>> START

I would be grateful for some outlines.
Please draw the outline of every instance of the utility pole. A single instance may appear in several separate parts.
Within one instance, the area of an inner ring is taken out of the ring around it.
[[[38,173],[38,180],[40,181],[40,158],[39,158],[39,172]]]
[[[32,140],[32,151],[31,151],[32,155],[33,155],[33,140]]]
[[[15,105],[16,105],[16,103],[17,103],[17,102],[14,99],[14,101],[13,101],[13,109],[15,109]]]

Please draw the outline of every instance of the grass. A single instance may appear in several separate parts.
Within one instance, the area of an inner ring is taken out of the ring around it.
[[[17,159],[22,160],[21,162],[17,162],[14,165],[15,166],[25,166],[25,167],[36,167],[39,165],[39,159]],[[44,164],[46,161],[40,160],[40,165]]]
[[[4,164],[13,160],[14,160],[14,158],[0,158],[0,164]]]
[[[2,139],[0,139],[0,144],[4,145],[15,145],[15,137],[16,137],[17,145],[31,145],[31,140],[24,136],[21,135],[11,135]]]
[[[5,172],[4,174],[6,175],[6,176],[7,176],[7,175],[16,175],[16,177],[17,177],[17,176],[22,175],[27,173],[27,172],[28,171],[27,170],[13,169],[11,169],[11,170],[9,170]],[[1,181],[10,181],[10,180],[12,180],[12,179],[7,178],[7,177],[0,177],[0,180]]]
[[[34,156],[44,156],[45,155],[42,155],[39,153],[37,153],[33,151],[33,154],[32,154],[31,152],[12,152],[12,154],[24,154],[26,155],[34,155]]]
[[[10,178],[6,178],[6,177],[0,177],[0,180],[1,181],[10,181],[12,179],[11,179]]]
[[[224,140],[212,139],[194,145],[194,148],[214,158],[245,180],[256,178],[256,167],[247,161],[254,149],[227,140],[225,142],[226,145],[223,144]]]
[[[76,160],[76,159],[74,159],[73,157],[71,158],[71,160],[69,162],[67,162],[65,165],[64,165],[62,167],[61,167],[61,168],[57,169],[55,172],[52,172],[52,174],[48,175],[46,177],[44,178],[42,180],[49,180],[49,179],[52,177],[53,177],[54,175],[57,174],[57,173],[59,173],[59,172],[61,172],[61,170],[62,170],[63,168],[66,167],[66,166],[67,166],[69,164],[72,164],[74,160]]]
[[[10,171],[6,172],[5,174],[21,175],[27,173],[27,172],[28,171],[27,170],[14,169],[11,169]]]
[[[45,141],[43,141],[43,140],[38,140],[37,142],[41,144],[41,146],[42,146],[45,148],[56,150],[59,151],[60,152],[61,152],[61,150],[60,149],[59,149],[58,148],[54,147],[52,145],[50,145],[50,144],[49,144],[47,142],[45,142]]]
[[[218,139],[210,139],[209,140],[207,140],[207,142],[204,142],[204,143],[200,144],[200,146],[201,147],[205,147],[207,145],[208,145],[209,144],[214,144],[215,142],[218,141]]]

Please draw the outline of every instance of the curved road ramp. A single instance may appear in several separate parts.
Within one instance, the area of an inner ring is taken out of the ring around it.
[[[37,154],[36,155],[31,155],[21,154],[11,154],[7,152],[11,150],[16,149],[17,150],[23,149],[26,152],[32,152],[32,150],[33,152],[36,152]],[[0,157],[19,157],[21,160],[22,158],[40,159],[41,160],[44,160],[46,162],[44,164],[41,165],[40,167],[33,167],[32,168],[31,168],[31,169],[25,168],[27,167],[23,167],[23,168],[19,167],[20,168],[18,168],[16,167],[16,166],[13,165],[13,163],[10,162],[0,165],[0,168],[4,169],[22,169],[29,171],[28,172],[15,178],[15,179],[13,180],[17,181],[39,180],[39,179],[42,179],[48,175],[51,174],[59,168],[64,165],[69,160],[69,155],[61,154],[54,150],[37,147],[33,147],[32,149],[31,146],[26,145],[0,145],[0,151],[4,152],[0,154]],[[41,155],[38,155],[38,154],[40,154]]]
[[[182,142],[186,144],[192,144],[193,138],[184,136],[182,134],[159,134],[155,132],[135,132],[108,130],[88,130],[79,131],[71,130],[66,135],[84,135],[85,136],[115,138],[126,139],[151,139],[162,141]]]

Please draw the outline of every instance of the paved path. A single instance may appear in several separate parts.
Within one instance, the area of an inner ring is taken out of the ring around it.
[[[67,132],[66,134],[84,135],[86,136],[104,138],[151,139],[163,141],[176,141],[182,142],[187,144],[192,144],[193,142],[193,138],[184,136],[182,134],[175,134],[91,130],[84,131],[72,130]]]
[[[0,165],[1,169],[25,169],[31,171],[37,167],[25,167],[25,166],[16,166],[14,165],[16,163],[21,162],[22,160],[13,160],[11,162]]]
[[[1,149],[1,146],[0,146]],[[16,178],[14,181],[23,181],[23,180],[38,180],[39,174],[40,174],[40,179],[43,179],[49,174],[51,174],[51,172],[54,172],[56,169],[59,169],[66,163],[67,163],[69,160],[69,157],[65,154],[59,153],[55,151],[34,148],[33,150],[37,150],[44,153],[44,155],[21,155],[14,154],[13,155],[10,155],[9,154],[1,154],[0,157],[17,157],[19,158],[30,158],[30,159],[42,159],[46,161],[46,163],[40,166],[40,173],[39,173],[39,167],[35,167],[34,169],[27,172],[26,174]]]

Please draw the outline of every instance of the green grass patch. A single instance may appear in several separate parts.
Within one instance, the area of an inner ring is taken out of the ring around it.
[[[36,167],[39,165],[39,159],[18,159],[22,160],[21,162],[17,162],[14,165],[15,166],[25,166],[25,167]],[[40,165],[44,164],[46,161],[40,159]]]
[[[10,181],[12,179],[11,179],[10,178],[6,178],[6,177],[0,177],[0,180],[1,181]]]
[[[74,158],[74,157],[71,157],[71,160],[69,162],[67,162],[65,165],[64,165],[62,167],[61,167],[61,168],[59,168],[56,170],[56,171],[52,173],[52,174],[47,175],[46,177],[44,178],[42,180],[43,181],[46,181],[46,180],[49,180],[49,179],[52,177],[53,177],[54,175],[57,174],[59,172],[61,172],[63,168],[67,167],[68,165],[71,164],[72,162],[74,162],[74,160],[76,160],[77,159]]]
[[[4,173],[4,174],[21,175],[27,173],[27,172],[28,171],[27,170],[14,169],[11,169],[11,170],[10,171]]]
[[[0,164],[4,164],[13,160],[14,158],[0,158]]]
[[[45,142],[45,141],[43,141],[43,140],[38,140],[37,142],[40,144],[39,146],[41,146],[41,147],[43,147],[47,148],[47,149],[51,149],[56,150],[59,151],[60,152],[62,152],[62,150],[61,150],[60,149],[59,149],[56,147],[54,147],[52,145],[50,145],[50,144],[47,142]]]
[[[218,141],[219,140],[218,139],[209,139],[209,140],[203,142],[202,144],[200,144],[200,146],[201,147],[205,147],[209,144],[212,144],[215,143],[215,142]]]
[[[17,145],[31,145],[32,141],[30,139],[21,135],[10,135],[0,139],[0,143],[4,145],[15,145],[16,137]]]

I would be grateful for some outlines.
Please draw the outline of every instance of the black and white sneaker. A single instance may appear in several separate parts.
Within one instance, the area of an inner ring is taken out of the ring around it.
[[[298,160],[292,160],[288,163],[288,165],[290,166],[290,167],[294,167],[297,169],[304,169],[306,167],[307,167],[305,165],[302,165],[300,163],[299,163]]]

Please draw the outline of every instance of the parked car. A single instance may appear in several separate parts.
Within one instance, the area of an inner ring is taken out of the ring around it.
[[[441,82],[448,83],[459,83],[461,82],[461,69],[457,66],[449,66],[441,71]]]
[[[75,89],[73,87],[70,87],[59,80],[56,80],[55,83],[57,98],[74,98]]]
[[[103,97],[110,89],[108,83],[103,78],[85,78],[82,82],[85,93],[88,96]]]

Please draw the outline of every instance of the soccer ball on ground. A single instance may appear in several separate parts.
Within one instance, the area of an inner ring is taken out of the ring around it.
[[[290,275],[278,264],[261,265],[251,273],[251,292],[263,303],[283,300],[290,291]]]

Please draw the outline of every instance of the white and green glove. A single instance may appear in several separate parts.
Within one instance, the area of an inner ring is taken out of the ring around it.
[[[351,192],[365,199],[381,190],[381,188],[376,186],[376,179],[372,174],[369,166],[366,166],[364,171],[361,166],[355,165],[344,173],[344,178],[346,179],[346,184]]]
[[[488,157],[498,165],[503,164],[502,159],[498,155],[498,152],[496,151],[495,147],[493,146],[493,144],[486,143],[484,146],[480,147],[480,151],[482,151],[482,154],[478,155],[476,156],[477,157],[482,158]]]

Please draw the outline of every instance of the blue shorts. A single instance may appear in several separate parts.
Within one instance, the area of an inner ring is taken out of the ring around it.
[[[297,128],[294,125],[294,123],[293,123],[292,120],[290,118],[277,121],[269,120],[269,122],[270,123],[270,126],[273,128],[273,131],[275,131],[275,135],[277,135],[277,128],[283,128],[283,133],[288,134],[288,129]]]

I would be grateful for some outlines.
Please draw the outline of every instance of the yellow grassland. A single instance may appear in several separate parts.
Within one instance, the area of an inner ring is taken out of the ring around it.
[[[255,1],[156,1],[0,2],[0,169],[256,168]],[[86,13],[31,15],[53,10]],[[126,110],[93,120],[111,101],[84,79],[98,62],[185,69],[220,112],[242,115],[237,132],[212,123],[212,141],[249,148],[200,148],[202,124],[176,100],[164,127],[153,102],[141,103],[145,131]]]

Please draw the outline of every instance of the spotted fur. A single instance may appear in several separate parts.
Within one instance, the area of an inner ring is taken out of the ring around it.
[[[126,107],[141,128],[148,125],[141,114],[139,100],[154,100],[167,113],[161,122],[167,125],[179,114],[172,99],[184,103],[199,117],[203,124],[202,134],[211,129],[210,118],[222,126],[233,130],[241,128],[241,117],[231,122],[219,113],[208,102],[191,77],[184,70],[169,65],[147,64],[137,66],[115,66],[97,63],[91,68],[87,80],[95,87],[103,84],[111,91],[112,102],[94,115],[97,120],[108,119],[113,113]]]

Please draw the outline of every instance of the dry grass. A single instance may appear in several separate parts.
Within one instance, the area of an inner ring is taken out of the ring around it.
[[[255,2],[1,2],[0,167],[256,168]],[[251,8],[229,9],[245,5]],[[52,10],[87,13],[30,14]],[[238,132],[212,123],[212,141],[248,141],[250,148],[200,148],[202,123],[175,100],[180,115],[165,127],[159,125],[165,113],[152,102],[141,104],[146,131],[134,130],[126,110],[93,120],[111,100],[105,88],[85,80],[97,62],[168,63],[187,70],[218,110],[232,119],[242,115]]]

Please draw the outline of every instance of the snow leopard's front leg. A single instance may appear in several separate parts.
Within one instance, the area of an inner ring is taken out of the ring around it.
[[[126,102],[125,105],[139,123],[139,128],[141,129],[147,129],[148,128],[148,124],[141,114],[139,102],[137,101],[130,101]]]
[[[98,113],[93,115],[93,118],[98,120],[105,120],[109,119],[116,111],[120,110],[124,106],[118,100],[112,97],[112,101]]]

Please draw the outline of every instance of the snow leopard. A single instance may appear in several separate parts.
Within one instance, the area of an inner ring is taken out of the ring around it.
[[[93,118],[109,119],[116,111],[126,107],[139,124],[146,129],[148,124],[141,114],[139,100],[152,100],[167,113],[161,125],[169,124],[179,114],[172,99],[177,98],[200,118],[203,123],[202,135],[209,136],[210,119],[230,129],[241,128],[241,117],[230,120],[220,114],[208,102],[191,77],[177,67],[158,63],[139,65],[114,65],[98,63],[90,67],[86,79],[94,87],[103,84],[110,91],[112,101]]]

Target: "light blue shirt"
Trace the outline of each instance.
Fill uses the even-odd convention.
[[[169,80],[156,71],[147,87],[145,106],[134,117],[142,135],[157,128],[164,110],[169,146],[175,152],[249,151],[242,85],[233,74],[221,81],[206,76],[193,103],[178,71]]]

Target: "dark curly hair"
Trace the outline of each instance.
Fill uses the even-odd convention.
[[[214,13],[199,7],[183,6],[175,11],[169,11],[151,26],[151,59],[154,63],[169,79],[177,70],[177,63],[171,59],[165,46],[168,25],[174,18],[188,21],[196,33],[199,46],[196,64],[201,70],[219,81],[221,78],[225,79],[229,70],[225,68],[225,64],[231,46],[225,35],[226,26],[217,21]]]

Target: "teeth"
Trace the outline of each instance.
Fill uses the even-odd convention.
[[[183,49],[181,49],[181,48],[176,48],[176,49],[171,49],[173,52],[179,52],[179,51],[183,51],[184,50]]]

>> END

=== PROBLEM REQUIREMENTS ===
Rewrite the lines from the start of the records through the line containing "[[[32,140],[32,151],[31,151],[32,155],[33,155],[33,140]]]" as a JSON list of strings, one string per line, leaving out any blank lines.

=== TASK RESULT ===
[
  "I would be grateful for some outlines.",
  "Please draw the outline of every instance of the utility pole. A single instance may appear in several separate parts.",
  "Within one instance, the area of an inner ring is taken out of the ring around it.",
  "[[[38,173],[38,180],[40,181],[40,158],[39,158],[39,172]]]",
  "[[[32,140],[32,151],[31,151],[32,155],[33,155],[33,140]]]"
]